Work instruction. Reproduce all the data exactly, without pictures.

Dataset records.
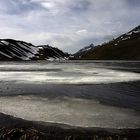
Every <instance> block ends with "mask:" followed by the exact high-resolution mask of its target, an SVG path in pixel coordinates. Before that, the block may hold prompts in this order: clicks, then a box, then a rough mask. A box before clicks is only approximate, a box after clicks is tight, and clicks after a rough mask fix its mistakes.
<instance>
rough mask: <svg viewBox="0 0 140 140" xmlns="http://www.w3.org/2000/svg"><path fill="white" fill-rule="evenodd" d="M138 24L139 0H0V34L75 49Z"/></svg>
mask: <svg viewBox="0 0 140 140" xmlns="http://www.w3.org/2000/svg"><path fill="white" fill-rule="evenodd" d="M139 24H140V0H0V38H13V39H19V40H24V41H28V42H31V43H33V44H35V45H38V44H49V45H52V46H55V47H58V48H60V49H62V50H64V51H68V52H75V51H77V50H79V49H80V48H81V47H84V46H86V45H89V44H90V43H94V44H101V43H103V42H104V41H107V40H110V39H112V38H113V37H116V36H118V35H120V34H122V33H124V32H127V31H129V30H130V29H132V28H134V27H135V26H137V25H139Z"/></svg>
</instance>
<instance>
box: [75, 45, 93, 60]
mask: <svg viewBox="0 0 140 140" xmlns="http://www.w3.org/2000/svg"><path fill="white" fill-rule="evenodd" d="M93 48H94V45H93V44H90V45H89V46H86V47H84V48H82V49H80V50H79V51H78V52H76V53H75V54H74V55H73V56H74V57H75V58H81V56H82V55H83V54H85V53H86V52H88V51H89V50H91V49H93Z"/></svg>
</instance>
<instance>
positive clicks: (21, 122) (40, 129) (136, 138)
mask: <svg viewBox="0 0 140 140" xmlns="http://www.w3.org/2000/svg"><path fill="white" fill-rule="evenodd" d="M0 140H140V129H108V128H107V129H104V128H80V127H72V126H68V125H64V124H55V123H44V122H33V121H26V120H23V119H19V118H15V117H12V116H9V115H5V114H3V113H0Z"/></svg>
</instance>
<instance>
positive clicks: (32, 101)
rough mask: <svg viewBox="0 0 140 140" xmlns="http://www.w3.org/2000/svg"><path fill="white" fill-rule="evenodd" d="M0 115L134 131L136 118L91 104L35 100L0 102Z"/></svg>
mask: <svg viewBox="0 0 140 140" xmlns="http://www.w3.org/2000/svg"><path fill="white" fill-rule="evenodd" d="M0 112H3V113H6V114H10V115H13V116H16V117H20V118H24V119H27V120H34V121H44V122H57V123H65V124H70V125H74V126H82V127H104V128H137V127H140V114H139V113H138V112H136V111H134V110H131V109H124V108H117V107H111V106H106V105H102V104H100V103H99V102H98V101H95V100H92V101H91V100H87V99H75V98H63V99H53V100H50V99H48V98H44V97H38V96H13V97H1V98H0Z"/></svg>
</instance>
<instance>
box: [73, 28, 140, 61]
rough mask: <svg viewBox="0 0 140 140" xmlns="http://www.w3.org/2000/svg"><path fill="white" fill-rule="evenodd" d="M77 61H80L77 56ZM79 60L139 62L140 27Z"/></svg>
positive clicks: (120, 36) (116, 39)
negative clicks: (110, 60) (130, 60)
mask: <svg viewBox="0 0 140 140" xmlns="http://www.w3.org/2000/svg"><path fill="white" fill-rule="evenodd" d="M75 59H78V58H77V57H76V55H75ZM79 59H97V60H98V59H99V60H100V59H103V60H111V59H112V60H139V59H140V26H138V27H136V28H134V29H133V30H131V31H130V32H128V33H126V34H123V35H121V36H120V37H118V38H116V39H113V40H111V41H110V42H108V43H105V44H103V45H99V46H96V47H94V48H92V49H90V50H89V51H86V52H85V53H83V54H82V55H81V56H79Z"/></svg>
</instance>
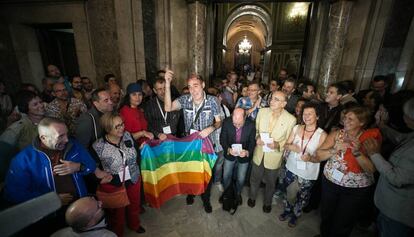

Task response.
Every <instance> block ends with "mask:" followed by the exact high-resolution mask of its target, an SVG path in pixel coordinates. Before that, the block may hold prompts in this order: clicks, then a box, then a rough mask. A box before clicks is only approximate, a box after clicks is tight, and clicks after a rough mask fix its mistakes.
<instance>
rough mask: <svg viewBox="0 0 140 140" xmlns="http://www.w3.org/2000/svg"><path fill="white" fill-rule="evenodd" d="M138 24L139 0H0V34L75 49Z"/></svg>
mask: <svg viewBox="0 0 140 140" xmlns="http://www.w3.org/2000/svg"><path fill="white" fill-rule="evenodd" d="M139 24H140V0H0V38H13V39H19V40H24V41H28V42H31V43H33V44H35V45H38V44H49V45H52V46H55V47H58V48H60V49H62V50H64V51H68V52H75V51H77V50H79V49H80V48H81V47H84V46H86V45H89V44H90V43H94V44H101V43H103V42H104V41H107V40H110V39H112V38H113V37H116V36H118V35H120V34H122V33H124V32H127V31H129V30H130V29H132V28H134V27H135V26H137V25H139Z"/></svg>
</instance>
<instance>
box: [75, 45, 93, 60]
mask: <svg viewBox="0 0 140 140" xmlns="http://www.w3.org/2000/svg"><path fill="white" fill-rule="evenodd" d="M93 48H94V45H93V44H90V45H89V46H86V47H84V48H82V49H80V50H79V51H78V52H76V53H75V54H74V55H73V56H74V57H75V58H81V56H82V55H83V54H85V53H86V52H88V51H89V50H91V49H93Z"/></svg>
</instance>
<instance>
positive clicks: (21, 122) (40, 129) (136, 138)
mask: <svg viewBox="0 0 140 140" xmlns="http://www.w3.org/2000/svg"><path fill="white" fill-rule="evenodd" d="M0 140H140V129H108V128H107V129H104V128H80V127H72V126H68V125H64V124H55V123H44V122H33V121H26V120H23V119H19V118H15V117H12V116H9V115H5V114H3V113H0Z"/></svg>
</instance>
<instance>
positive clicks: (32, 101)
rough mask: <svg viewBox="0 0 140 140" xmlns="http://www.w3.org/2000/svg"><path fill="white" fill-rule="evenodd" d="M0 115L134 131L136 118L91 104L35 100L0 102Z"/></svg>
mask: <svg viewBox="0 0 140 140" xmlns="http://www.w3.org/2000/svg"><path fill="white" fill-rule="evenodd" d="M0 112H3V113H6V114H10V115H13V116H16V117H20V118H24V119H27V120H34V121H44V122H57V123H65V124H70V125H74V126H82V127H104V128H137V127H140V114H139V113H138V112H136V111H134V110H131V109H124V108H117V107H111V106H106V105H102V104H100V103H99V102H98V101H95V100H92V101H91V100H87V99H75V98H63V99H53V100H50V99H48V98H44V97H38V96H13V97H1V98H0Z"/></svg>
</instance>
<instance>
box: [73, 28, 140, 61]
rough mask: <svg viewBox="0 0 140 140" xmlns="http://www.w3.org/2000/svg"><path fill="white" fill-rule="evenodd" d="M77 61H80L77 56ZM79 60L139 62L140 27Z"/></svg>
positive clicks: (120, 36) (116, 39)
negative clicks: (110, 60) (130, 60)
mask: <svg viewBox="0 0 140 140" xmlns="http://www.w3.org/2000/svg"><path fill="white" fill-rule="evenodd" d="M75 59H78V58H77V57H76V55H75ZM79 59H97V60H98V59H99V60H100V59H103V60H111V59H112V60H139V59H140V26H138V27H136V28H134V29H133V30H131V31H130V32H128V33H126V34H123V35H121V36H120V37H118V38H116V39H113V40H111V41H110V42H108V43H105V44H103V45H99V46H96V47H94V48H92V49H90V50H89V51H86V52H85V53H83V54H82V55H81V56H79Z"/></svg>
</instance>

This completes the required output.